>> BEGIN QUOTED PASSAGE
In [1]:
# Imports
import torch
from torch import nn, optim
import torch.nn.functional as F
import matplotlib.pyplot as plt
import numpy as np
import seaborn as sns
from sklearn.model_selection import train_test_split

%matplotlib inline

In [2]:
def seed_all(seed=42):
    """
    Sets the numpy and torch random seed.
    """
    np.random.seed(seed)
    torch.random.seed = seed

seed_all()

In [3]:
# Create some X data
X = np.random.uniform(0, 10, 100)

In [4]:
# Define the slope (m), bias (b), and some noise we want to add to X to make y
m = 3
b = 1.8
noise = np.random.normal(scale=3, size=100)

# Exercise 2.1

Working with `np.Array` and `torch.Tensor` objects are very similar!
This exercise is intended as a warm-up for array operations that will be common throughout the course.
Based on your knowledge of linear regression, please use the variables `X`, `m`, `b`, and `noise` to generate a new variable `y`.
The output should be the target variable `y`, where `X` and `y` are related in a linear fashion, but with some noise.

<!-- startquestion -->

In [5]:
y = ...

In [7]:
fig, ax = plt.subplots(figsize=(10,10))
ax.set_xlabel('X')
ax.set_ylabel('y')
ax.scatter(X, y)

# Exercise 2.2

Now that you've learned about the Mean Squared Error (MSE) loss function, it's time to put your knowledge into practice. In this exercise, you'll be tasked with implementing the MSE loss function in Python.

Write a Python function named `mse` that takes two lists of equal length as input: `ys` (the actual values) and `yhats` (the predicted values). Your function should return the Mean Squared Error between the actual and predicted values.

We've provided some python code to get you started.

<!-- startquestion -->

In [8]:
# Define MSE
def mse(predictions:torch.Tensor, actuals:torch.Tensor) -> torch.Tensor:
    # your code here
    raise NotImplementedError("Implement MSE, then remove this line")
>> END QUOTED PASSAGE
>> BEGIN LISTING
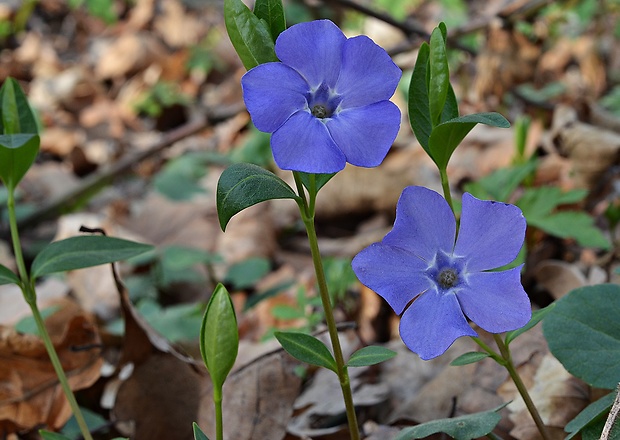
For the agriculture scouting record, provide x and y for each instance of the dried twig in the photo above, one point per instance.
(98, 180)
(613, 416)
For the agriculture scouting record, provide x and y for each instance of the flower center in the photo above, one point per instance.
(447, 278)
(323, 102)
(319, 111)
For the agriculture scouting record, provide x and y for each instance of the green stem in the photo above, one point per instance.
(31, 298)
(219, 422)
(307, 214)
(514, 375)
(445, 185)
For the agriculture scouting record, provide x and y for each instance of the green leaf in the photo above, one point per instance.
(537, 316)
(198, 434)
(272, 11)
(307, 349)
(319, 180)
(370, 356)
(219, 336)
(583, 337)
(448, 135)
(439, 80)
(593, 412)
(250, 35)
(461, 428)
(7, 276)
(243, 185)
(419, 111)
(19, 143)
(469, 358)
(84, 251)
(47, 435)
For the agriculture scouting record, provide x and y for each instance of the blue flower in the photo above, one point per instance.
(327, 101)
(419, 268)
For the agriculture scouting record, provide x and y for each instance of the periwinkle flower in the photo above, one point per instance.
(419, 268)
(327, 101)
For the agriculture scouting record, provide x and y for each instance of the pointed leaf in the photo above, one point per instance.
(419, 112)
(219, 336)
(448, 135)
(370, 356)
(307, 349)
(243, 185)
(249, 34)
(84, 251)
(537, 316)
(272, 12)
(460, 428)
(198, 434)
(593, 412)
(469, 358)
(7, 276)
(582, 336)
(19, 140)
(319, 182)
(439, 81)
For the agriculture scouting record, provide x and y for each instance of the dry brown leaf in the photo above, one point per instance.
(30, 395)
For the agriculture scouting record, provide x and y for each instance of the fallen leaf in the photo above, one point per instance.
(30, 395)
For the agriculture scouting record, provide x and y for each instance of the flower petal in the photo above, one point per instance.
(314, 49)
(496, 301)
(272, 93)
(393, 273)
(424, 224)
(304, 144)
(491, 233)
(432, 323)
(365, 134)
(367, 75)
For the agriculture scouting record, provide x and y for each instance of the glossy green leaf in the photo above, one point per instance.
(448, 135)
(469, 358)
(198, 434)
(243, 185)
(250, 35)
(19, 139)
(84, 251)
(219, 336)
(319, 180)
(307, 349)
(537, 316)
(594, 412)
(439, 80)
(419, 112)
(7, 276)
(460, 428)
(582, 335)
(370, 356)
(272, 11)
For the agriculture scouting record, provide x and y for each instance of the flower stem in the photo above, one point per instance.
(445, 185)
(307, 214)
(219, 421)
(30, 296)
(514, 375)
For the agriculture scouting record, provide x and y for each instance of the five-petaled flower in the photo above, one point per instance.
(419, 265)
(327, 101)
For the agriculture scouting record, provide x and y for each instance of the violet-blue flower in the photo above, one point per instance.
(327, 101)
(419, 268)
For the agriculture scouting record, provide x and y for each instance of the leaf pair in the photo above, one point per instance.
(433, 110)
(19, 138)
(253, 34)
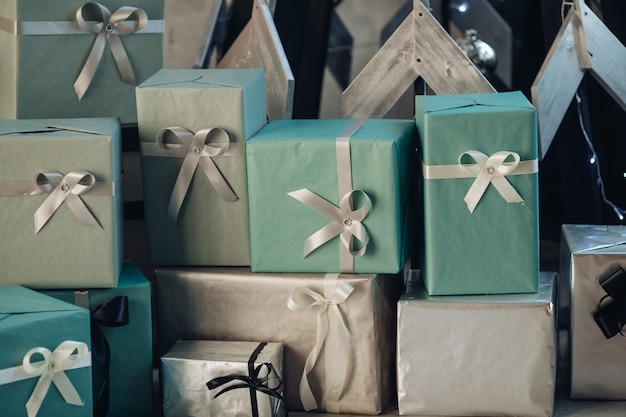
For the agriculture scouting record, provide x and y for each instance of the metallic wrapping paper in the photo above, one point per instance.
>> END LISTING
TASK REQUIREMENTS
• 1. Substitute "response variable" for "target variable" in the PyTorch warm-up notebook, starting at "Based on your" and ending at "with some noise.".
• 2. Resume the PyTorch warm-up notebook from the point where it stops.

THE REPLIES
• 1.
Based on your knowledge of linear regression, please use the variables `X`, `m`, `b`, and `noise` to generate a new variable `y`.
The output should be the response variable `y`, where `X` and `y` are related in a linear fashion, but with some noise.

• 2.
In [10]:
ys = torch.tensor([1,2,3])
yhats = torch.tensor([1.1, 2.1, 3.1])

In [11]:
assert torch.allclose(mse(ys, yhats),  torch.tensor(0.01))

In [12]:
print(mse(ys, yhats))
print(mse(ys, yhats).numpy())

In [13]:
# Now that we've defined MSE, let's just use Torch's.
mse_loss = nn.MSELoss()
mse_loss(ys, yhats)

In [14]:
# We can also use the functional API to calculate MSE
F.mse_loss(ys, yhats)

In [15]:
from sklearn.linear_model import LinearRegression
from sklearn.metrics import mean_squared_error

# Exercise 2.3

In the exercise below, your task is to fit a `LinearRegression` model using `scikit-learn`.
This involves training the model on our dataset and then inspecting the learned parameters - the coefficient (slope) and intercept.
You'll also calculate the mean squared error (MSE) of the model's predictions, which gives us a measure of how well the model fits the data.

<!-- startquestion -->

In [16]:
# your code here
lr = ...

In [18]:
# Display the slope and intercept
lr.coef_, lr.intercept_

In [19]:
# Calculate the mean squared error
mean_squared_error(y, lr.predict(X.reshape(-1, 1)))

In [20]:
# Plot our line of best fit
fig, ax = plt.subplots(figsize=(10,10))
ax.set_xlabel('X')
ax.set_ylabel('y')
ax.scatter(X, y)
_x = np.arange(0, 10)
_y = _x * lr.coef_[0] + lr.intercept_
ax.plot(_x, _y, c='red', label=f"Line of best fit")
ax.legend()

In [21]:
# Because we're in torch now, let's just turn X and y into tensors.
X = torch.tensor(X)
y = torch.tensor(y)

# Exercise 2.4

In the exercise below, your task is to complete the `forward` method within the `LinReg` class. This method should define how the input `X` is transformed to produce the output for a linear regression model.

Before we dive into the exercise, let's understand what `nn.Parameter` does. In PyTorch, `nn.Parameter` is a special kind of Tensor that automatically registers itself as a parameter when assigned as an attribute to a `Module`. This is particularly useful when we want certain tensors to be considered as trainable parameters of our model. In our case, the slope and the bias are the parameters that the model will learn during training.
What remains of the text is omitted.